*Goal of the exercise*. Please say whether each statement (a), (b) and (c) agrees with the memoir about water below, answering yes or no and quoting the words from it that decide each one. (a) The pool at the Yura resort was warmed by the springs. (b) The bus trip to Yura took an hour each way. (c) In California, the mother saved for 12 years to buy a place on a beach.

*Text provided*.
In 1934, there were no hotels or Airbnb’s to casually plan a beachside trip. Instead, Maria Luisa packed cast iron pans, milk cans for water, bamboo rods and cloth to build a structure, mattresses and blankets; everything that Nature would not provide them on the shore. They would stay for 3 months, frolicking in the huge ocean waves, drying out only long enough to eat, then diving back in the water. The cast iron skillets never had time to cool down between meals of fresh bread and eggs, Sopa ala Criolla and Arroz con frijoles.
Yura – Where Natural Springs Lure You In
Within this summerfest, the next generation of ocean creatures was secured, my mother. Her love of the water must have brought my grandmother immense joy and validation in having a bestie that needed no convincing to spontaneously go swimming. My mother would dive through the waves of the wild Pacific, threatening to take her out with each resurfacing. She would scramble along the shore, catching Fiddler crabs to tie a string around their one predominant claw in hopes of domesticating it for the Summer.
Her love of frigid water thrived even away from the beach. Back in their city of Arequipa, the white jewel glistening on a high, verdant desert plain, three volcanoes stand vigilant, their glacier caps melting into the Rio Chili that flows through the city. The fresh glacier water was used for typical daily living but, to my mother, the water had only one purpose: to fill the unheated, freshwater pool.
Every Sunday, my mama would rise early to catch the bus to Yura for 6am Mass. It was an hour long trip each way but the voyage had a specific purpose beyond religion. Yura is a town fed with natural springs, both hot and cold. One resort had a large pool that would be filled every morning from the natural springs; no chemicals, no heat. By the time Mass was over, the pool would be filled and my mother would rush to jump into the glacial waters, her slender figure offering no protection from the cold.
I’d like to believe that she made the effort to go to Mass in gratitude of her blessing, the natural waters that fueled her being. Gratitude for loving to be immersed in water and the blessing of having it so near her home, yet far from the scrutiny of her sisters at least once a week. Still, it may have been an ulterior motive, a small fib that she told her mother. “I’m going to Mass in Yura, mamacita. I’ll go early out of devotion and return to help you by the time my sisters wake up this afternoon.”
She took me there when I was young and knew these stories well. The Catholic church was made of stone block, including the floor. The pews were hewn from wood and the kneelers had no padding. The intensity of her devotion was palpable, both to her faith and her swimming, both feeding her soul, fueling her courage. The summers at the beaches of Mollendo had tempered her soul, secured a lifetime of self-love and confidence to follow it’s guidance.
California – The Next Best Place After Peru
By the time she landed in California, after years of being moved from one inland town to the next, she knew she would live nowhere else. From her humble beginnings in her new home, she would manage to save enough over the course of 12 years to buy her place on another beach, destined to spend summers and holidays with or without children. She had evolved beyond the bamboo poles and cloth structures but would frolic in the waves as though she were 6 years old again.
Here she would start the cycle over again and craft the next water creature: me. And so, it goes on: the yearning to be in water regardless of weather or temperature, manmade or wild, floating on top or deeply submerged. The water DNA is prominent and it only passes down through the women in our family. Perhaps it’s affirmation of the people’s goddesses that come from the water and to whom they pay homage for the gift of life. Water is truly a gift.

Collected data entries:
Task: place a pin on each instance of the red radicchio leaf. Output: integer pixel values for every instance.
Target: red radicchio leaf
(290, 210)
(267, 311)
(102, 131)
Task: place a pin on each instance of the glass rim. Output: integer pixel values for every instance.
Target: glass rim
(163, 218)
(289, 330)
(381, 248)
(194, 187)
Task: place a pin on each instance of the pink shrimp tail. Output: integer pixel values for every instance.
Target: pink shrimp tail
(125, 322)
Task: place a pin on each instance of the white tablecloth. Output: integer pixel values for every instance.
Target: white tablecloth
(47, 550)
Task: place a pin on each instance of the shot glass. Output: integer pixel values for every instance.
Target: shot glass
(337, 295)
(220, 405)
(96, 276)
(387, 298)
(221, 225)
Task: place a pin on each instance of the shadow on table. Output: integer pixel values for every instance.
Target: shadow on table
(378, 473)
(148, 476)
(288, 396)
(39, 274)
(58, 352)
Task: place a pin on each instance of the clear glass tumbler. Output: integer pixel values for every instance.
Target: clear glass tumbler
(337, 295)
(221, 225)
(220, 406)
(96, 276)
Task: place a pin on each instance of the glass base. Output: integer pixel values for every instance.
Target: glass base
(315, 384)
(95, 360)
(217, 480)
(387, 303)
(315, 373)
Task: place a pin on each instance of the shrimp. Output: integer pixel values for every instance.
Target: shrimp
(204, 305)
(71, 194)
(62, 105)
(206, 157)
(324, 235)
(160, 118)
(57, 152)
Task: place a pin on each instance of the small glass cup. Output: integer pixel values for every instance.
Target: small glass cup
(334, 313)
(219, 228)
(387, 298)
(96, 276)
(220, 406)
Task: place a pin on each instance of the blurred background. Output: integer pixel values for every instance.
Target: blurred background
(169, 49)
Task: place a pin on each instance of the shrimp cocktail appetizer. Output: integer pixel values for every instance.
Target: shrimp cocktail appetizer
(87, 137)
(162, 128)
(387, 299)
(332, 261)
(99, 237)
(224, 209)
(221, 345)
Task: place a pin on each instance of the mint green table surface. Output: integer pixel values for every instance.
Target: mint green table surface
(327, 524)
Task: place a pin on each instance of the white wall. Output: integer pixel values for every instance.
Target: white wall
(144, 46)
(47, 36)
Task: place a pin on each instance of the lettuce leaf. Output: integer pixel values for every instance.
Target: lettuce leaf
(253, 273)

*Solution to this problem*.
(a) No: "no chemicals, no heat."
(b) Yes: "It was an hour long trip each way"
(c) Yes: "she would manage to save enough over the course of 12 years to buy her place on another beach"